[Data items]
--- START ---

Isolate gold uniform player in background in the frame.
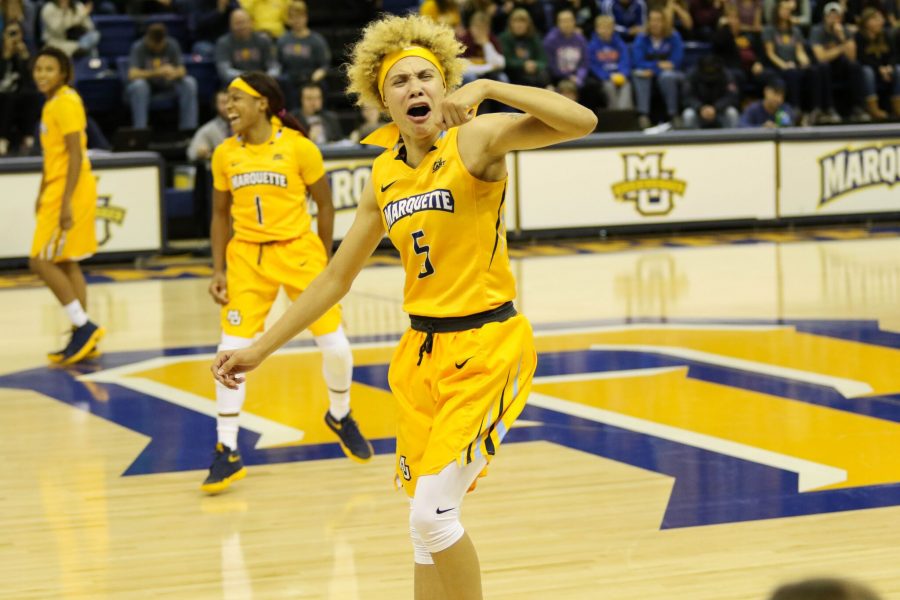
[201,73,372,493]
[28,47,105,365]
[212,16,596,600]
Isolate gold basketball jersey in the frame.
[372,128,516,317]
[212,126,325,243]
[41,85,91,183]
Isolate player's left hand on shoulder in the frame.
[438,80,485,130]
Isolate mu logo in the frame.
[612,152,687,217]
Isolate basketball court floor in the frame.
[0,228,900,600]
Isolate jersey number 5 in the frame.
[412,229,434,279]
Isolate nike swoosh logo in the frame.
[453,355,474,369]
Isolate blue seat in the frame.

--- END ---

Problem to work on ->
Reproduce the lines of the records verbatim, from the line containing "Isolate jersey number 5 in the frame." through the final line of the records, both ends included.

Task response ->
Isolate jersey number 5 in the frame.
[412,229,434,279]
Isolate nike swoosh logo in the frame.
[453,355,474,369]
Isolate blue seat in the frame.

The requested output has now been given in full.